-- TASK BRIEF --
Retype every line of the data below exactly as it appears, leaving out the pictures.

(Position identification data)
□ □ □ □ □

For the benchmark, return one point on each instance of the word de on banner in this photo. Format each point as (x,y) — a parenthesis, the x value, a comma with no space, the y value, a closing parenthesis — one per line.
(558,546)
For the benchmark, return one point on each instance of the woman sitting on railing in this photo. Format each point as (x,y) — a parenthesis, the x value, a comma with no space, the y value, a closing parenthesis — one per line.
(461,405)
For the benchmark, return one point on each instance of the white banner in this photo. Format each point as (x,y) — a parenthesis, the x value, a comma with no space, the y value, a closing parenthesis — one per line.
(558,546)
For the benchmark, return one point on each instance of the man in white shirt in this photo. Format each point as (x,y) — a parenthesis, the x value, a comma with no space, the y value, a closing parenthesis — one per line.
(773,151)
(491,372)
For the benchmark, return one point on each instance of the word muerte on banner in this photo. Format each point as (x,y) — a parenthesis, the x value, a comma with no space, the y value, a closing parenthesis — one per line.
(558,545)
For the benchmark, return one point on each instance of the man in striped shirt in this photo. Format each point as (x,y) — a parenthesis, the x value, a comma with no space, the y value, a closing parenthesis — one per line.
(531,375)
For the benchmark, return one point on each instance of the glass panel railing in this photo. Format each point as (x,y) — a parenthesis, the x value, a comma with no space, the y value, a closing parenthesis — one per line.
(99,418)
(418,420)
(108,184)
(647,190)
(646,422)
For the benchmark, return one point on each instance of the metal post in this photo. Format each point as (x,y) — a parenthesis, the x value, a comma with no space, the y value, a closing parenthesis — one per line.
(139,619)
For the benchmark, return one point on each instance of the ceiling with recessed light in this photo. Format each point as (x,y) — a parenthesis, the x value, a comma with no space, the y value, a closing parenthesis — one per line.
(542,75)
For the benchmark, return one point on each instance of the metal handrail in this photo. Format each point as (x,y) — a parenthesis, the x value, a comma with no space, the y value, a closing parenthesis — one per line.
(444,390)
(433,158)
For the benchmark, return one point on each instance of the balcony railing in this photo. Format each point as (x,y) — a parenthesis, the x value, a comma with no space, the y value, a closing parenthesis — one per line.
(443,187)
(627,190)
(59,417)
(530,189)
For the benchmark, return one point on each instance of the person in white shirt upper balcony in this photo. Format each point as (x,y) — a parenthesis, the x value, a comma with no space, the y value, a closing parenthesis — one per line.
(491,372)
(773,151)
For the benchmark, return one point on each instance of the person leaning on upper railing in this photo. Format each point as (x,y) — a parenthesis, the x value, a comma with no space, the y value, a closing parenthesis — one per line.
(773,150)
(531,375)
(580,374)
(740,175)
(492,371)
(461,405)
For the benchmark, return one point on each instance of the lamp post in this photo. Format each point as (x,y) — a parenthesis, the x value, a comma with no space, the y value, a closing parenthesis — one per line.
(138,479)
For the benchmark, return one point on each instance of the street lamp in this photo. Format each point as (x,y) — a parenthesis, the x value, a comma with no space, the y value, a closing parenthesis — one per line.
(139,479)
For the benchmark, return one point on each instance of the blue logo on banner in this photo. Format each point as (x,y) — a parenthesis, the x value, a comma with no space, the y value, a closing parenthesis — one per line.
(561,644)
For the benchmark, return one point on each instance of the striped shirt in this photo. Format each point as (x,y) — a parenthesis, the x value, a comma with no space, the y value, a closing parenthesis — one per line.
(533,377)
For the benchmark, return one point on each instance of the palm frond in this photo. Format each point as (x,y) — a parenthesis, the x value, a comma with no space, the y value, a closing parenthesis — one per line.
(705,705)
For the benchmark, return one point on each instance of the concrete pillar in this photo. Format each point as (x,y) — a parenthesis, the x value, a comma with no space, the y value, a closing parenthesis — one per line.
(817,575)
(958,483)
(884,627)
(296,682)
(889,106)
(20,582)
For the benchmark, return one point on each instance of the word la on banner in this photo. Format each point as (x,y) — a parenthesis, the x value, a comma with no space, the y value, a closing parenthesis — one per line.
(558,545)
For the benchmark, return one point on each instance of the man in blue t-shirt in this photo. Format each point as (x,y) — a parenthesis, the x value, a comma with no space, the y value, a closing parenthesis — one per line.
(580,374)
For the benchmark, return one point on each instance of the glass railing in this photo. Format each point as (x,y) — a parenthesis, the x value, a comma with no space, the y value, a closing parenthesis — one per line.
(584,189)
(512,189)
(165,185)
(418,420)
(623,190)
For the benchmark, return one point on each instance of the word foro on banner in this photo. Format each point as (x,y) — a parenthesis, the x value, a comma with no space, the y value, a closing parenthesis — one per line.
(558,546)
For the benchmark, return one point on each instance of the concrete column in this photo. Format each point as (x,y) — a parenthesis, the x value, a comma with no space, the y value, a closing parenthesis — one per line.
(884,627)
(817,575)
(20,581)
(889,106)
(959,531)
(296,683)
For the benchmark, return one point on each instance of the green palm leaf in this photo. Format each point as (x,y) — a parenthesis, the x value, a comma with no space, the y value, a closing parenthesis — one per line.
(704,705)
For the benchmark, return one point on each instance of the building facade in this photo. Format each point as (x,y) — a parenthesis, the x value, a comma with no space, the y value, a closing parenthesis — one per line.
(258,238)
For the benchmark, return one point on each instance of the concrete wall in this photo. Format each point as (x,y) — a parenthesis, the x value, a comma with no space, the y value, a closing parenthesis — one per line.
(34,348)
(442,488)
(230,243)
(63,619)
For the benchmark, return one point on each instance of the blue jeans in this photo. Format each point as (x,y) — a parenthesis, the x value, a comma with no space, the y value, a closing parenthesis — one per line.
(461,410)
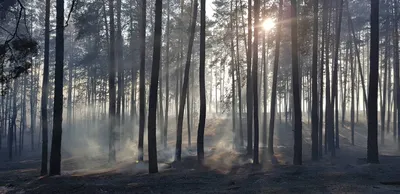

□ □ □ □ □

-- THE OUTPUT --
For the benchmark, return one point on each instance of the word de on banner in this photo. Format each point as (x,y) — a parenthesis, the x value, a comma with no space, the y value, a closing parenthesis — one per line.
(558,546)
For the benchmark, return one point on each instance of the woman sitting on railing in this photo. Format each point as (x,y) — a parenthesis, the x value, a comma with no space, the y value, a closing parenthesis — one per line.
(461,405)
For the benchmark, return one point on each instance of the white banner in this photo. Format each point as (x,y) — a parenthesis, the x value, a comma with no space, the y value, a closing parenthesis — one per line.
(558,546)
For the benchmark, return one point on each instance of the man in white shirt in this photo. Format each point as (x,y) — a parenthesis, the x value, a comma with no space, the y value, a closing parenthesis — one per line.
(773,151)
(491,372)
For the benchmark, return one point on each instance of the word muerte on banner in this photo. Format each point as (x,y) — a parenthesis, the x value, a comma with no space, the y value, a closing parenthesis — one per line.
(558,545)
For the benchmark, return one point on each instance of the man in striped shirt in this photo. Format each point as (x,y) — a parenthesis, the x value, a comma with no space, the y value, a closing parenthesis — one per line.
(531,375)
For the benchmark, return one point on each instance of the glass panel railing in this photo. Format each point as (x,y) — a parenthesis, the x value, a comma with no space, the y value, a closing parenthesis — one per line.
(99,418)
(418,420)
(108,184)
(647,190)
(646,422)
For the benchmark, return one point on each instance of the metal post in this photo. Format each point as (x,y) — a parenthesis, the x value, a comma with no space, the y value, a closing parenthesis — one per line.
(139,619)
For the benchmark, return one point on each instance of the ceiling with recessed light in this photo. Format each point as (x,y) — a parenthesis, the x value, a comma with no space, the y value, a closing parenthesis — one per line.
(542,75)
For the benchmark, return one point on each instance of the metal handrail in this photo. Format each point as (x,y) — a parenthesis, the x value, a comma with no space, the y value, a closing parenthesis — one per line.
(444,390)
(433,158)
For the benchmark, return one point on each instance of the balcony railing in this photo. Format each point as (x,y) — a parenthesis, the x value, a comma with no space, the y value, a closing parenthesis — one per line.
(443,187)
(627,190)
(59,417)
(530,189)
For the benchmark, return one point on each instance of the person in white shirt upper balcony in this photo. Format each point as (x,y) — a parenthesis, the x value, a comma with no space, the y value, a closing parenthesis — one per line.
(491,372)
(773,151)
For the benchmark, return one point on each instance of the person leaning on upper railing in this photo. Format each point as (x,y) — a parenthesis, the x value, a comma with no space, the y value, a closing parenthesis — one per line.
(773,150)
(531,375)
(580,374)
(740,175)
(492,371)
(461,405)
For the benchmark, return one point on each instance of the lamp post in this photo. Format each point as (x,y) — a parenthesis, the x value, a comma with no space, the y value, a closing parenthesis — one per line.
(138,479)
For the benchmark, return one point on each instance of the street lamp in this photo. Format each point as (x,y) — a parenthesis, the x value, a comma with no space, the y value, a closing parenthesis — one per line.
(139,479)
For the benchmark, return one point on each instance of the blue logo on banner in this photo. Format each point as (x,y) — a parenthesis, the x value, a comma with no space, the y value, a closing parenthesis — one per line.
(561,644)
For the benchmark, return one point on each instance of the striped shirt in this photo. Format each point as (x,y) — a parenthesis, the x value, a comma with no space, the y value, a closing parenthesis — one per line.
(533,377)
For the benchmark, return one point on each instance of the palm frond in this photo. Format each point as (x,y) — a parenthesis, the x value, a comma with no space, the y value, a closing parenthesis — one per line.
(705,705)
For the benchmark, return one point on each instance of the concrete pillar in this photo. Format each point as (x,y) — a parenthesis, the x value, a comma with no space, the y value, a closing parenthesis — one per line.
(817,575)
(958,483)
(884,627)
(296,682)
(889,106)
(20,582)
For the benchmark, return one point on each instance of the word la on banner in this photo. Format each point as (x,y) — a parenthesis, the x value, a comma with no space, the y value, a closing parenthesis — one per line.
(558,545)
For the benchmark, return one point on each instance of the man in blue t-shirt in this photo. Format each point as (x,y) — a parenthesis, the x value, a comma with no space, the y value, a closing parenthesis — one per line.
(580,374)
For the benchmark, return one point on each instance of the glass railing in this photo. Format each point as (x,y) — a parenthesis, the x value, a comma with no space, the y value, a closing parenthesis — one per line.
(584,189)
(512,189)
(165,185)
(418,420)
(623,190)
For the benchmark, return one point on each instance of the word foro on banner in this photo. Format each point as (x,y) — a parenthesis, the x value, a comma with no space, the y value, a closing parenthesis — one per line.
(558,546)
For the benchmark, return one point on each instance of the concrete column in this photo. Format each point as (x,y) — a parenthesis, the x value, a comma with no space, the y value, a closing parenthesis — one per line.
(884,627)
(817,575)
(20,581)
(889,106)
(959,531)
(296,683)
For the benchmark, return one point on each instance of the green palm leaf in this photo. Format each point as (x,y) — a parenthesis, the x value, a comma with no space, the y value, a closing parenthesis — one per line.
(704,705)
For the benchmark, return one point on each instance of the building facade in this photo. Format each point as (x,y) — a parenthesis, the x value, a comma with no space, the y value, a closing parenthesis — one per line.
(258,238)
For the benchmark, return one point on each instance of the concrete wall in this photo. Format each point as (x,y) — a parenthesis, the x value, a comma with no space, the y value, a closing parenthesis — one per line.
(34,348)
(442,488)
(230,243)
(63,619)
For the benchmark, return one point on each instance of the blue jeans in this photo. Format each point as (x,y) — a parenthesis, the x value, a comma with no space, the y value, a closing parenthesis — one per line.
(461,410)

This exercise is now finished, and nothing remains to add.